Point localization data:
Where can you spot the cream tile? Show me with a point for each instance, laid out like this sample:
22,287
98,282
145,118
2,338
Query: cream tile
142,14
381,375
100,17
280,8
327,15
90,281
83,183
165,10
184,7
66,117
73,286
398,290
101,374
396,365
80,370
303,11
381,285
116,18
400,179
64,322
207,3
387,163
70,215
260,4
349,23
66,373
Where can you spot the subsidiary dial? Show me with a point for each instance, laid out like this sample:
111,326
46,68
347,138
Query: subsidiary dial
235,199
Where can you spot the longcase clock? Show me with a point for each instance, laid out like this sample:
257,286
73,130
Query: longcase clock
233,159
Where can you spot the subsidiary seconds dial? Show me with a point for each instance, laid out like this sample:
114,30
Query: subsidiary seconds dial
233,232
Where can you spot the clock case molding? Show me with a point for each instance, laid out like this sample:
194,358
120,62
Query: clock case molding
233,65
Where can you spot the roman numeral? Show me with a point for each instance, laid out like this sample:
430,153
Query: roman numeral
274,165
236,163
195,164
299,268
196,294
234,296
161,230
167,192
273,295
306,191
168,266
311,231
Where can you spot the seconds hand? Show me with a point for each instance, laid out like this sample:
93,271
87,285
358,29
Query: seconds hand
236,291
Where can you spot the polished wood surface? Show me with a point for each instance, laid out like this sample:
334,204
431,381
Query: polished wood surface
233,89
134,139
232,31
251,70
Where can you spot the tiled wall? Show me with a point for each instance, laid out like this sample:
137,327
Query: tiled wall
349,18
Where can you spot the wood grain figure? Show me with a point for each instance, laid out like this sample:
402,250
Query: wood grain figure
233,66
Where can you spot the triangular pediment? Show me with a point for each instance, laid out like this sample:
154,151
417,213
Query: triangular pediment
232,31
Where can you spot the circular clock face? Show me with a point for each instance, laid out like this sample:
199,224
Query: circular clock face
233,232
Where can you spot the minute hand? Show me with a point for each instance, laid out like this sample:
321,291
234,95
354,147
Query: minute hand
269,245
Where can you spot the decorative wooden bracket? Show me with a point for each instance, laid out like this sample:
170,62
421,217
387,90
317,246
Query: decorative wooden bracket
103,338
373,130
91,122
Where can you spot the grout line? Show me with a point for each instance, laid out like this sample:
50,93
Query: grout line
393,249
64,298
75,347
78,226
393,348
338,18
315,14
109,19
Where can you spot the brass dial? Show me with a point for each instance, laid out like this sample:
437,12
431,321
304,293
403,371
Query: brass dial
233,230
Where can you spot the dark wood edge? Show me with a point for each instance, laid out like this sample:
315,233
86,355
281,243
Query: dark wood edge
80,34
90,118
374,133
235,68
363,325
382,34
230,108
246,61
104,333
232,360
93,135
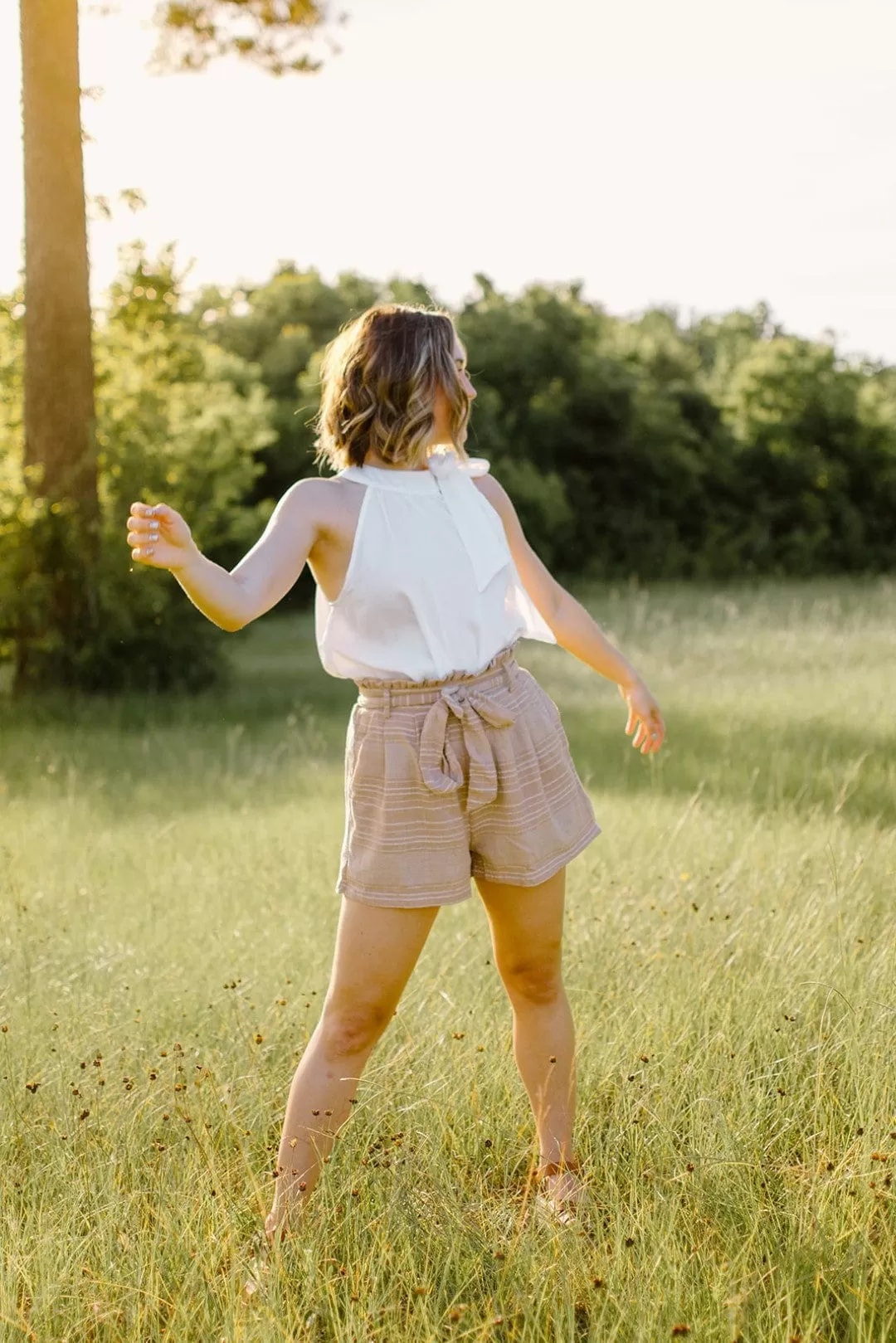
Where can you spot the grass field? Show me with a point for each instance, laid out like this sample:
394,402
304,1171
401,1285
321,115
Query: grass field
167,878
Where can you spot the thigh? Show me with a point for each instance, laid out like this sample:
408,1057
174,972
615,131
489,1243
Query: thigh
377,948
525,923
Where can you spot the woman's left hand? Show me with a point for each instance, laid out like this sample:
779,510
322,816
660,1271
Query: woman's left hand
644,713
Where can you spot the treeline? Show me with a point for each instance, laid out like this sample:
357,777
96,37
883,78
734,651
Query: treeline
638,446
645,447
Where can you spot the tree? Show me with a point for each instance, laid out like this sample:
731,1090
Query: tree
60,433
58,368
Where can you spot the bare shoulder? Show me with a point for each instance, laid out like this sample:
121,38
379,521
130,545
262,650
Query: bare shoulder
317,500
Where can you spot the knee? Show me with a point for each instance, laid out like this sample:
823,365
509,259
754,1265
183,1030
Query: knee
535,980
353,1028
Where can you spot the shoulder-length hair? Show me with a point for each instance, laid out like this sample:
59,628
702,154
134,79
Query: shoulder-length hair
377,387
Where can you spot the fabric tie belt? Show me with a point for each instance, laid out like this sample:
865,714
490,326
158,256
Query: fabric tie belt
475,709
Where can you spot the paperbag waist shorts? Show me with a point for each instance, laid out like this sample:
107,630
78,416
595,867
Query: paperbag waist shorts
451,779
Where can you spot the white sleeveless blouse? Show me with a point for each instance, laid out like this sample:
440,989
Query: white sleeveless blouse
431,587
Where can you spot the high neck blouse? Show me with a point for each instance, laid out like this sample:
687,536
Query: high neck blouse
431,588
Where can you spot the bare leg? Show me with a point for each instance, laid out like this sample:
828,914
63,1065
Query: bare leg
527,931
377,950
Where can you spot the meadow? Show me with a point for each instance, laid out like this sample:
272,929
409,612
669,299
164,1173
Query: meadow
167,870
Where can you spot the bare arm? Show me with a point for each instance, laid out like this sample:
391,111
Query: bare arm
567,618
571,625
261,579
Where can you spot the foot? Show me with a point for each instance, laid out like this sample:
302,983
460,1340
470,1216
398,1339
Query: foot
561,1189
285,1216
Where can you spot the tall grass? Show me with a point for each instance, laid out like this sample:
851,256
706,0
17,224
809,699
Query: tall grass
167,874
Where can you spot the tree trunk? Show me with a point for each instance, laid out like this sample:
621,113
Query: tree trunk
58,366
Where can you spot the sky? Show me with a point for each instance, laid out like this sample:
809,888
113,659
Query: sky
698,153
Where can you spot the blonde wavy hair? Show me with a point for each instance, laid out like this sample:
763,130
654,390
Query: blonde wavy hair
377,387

...

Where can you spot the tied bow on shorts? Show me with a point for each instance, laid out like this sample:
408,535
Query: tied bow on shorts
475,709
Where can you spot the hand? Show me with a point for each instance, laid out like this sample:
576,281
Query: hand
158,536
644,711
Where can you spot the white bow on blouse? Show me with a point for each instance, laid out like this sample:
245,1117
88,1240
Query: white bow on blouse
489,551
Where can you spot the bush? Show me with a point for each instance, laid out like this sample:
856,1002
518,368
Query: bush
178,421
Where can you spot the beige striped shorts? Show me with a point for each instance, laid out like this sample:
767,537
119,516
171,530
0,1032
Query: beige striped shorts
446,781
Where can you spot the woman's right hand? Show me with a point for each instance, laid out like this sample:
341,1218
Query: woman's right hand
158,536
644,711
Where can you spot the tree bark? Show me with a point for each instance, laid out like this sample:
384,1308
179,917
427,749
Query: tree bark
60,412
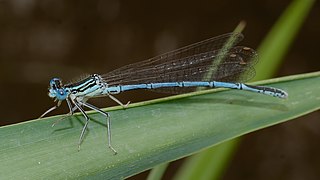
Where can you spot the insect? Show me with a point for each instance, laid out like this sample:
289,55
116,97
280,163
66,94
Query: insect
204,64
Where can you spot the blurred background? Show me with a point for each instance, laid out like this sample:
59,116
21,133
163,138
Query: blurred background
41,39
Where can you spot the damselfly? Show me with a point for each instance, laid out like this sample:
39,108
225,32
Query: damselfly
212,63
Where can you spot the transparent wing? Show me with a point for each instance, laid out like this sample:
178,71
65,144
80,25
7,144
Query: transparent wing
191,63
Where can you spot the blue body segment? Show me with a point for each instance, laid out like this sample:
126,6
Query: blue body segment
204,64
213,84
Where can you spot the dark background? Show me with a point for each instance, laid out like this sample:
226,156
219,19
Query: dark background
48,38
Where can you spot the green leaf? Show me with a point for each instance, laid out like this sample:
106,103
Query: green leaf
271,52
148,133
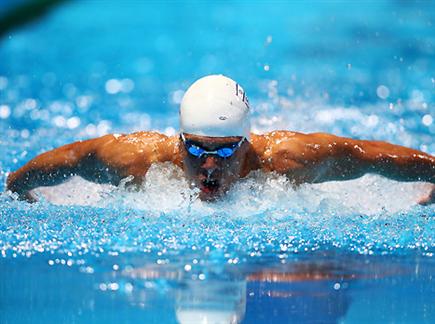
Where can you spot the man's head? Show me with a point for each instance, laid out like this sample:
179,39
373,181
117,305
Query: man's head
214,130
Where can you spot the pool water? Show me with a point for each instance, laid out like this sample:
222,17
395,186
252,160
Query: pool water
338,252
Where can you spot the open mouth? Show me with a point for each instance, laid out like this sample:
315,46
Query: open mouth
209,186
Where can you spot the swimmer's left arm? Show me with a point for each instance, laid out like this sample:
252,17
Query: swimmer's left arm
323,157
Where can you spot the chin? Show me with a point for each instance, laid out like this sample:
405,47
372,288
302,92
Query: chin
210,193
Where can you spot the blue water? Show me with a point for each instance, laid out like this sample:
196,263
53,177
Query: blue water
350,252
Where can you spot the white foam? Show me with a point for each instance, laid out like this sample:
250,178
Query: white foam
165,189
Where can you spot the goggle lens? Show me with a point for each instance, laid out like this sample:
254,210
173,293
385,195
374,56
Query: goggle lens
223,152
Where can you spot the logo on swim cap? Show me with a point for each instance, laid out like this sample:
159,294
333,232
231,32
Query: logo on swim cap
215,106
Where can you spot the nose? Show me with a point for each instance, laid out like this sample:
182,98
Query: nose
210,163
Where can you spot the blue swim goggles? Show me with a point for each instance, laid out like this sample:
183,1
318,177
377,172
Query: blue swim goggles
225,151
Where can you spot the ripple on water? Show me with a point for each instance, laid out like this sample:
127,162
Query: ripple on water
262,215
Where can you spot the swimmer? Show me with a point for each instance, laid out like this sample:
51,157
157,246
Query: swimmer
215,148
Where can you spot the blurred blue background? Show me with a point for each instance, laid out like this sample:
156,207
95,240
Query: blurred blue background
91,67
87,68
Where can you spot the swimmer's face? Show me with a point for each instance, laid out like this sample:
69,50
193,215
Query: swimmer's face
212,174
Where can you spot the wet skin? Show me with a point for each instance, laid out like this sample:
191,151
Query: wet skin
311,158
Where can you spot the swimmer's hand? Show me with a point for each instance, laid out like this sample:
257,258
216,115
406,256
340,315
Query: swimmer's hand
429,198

---

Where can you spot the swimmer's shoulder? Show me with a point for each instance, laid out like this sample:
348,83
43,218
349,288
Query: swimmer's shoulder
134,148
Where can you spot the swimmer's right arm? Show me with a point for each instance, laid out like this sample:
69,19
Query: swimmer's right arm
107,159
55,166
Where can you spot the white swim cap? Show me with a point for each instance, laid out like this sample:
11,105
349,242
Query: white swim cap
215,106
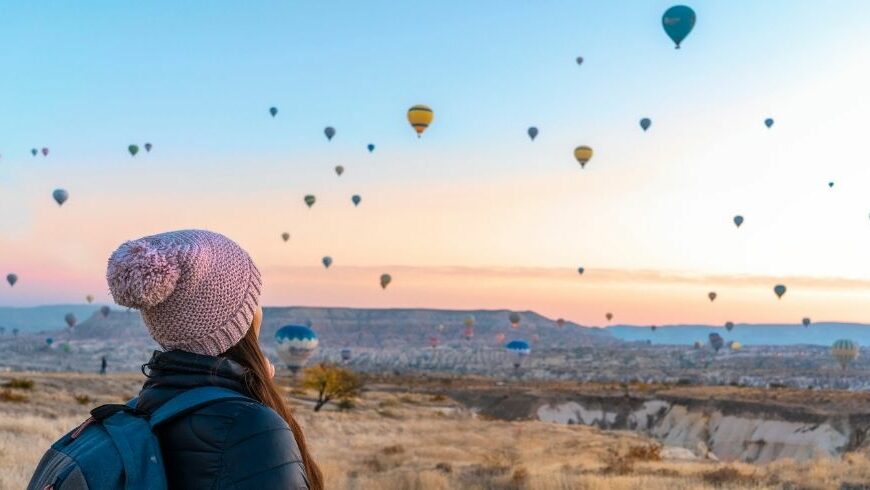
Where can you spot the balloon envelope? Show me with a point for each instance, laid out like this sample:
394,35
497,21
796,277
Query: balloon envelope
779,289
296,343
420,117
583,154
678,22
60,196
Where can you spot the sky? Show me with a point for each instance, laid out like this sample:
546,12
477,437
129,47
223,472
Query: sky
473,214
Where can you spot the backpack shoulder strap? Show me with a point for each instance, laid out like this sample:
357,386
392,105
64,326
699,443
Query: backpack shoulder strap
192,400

WHAT YOU NEED TO DO
Out of the data above, give again only the lines starting at the one holding "Query: white foam" and ending at the one holding "Where can you spot the blue swim", unchanged.

WRITTEN SOLUTION
Query: white foam
165,189
Where can you spot the goggle lens? Show me with a point for each instance, laid out like this sample:
254,210
173,293
385,195
374,56
Query: goggle lens
223,152
Where can you spot the logo on swim cap? Show me with a point for each instance, laid out like this sample:
159,294
333,232
231,32
Query: logo on swim cap
215,106
Where can you spot the nose? Show me with a point for each instance, laid out like this sample:
182,98
Query: nose
210,163
Where can you spot the blue swim goggles? Show me with a point for each instance, laid out like this sample:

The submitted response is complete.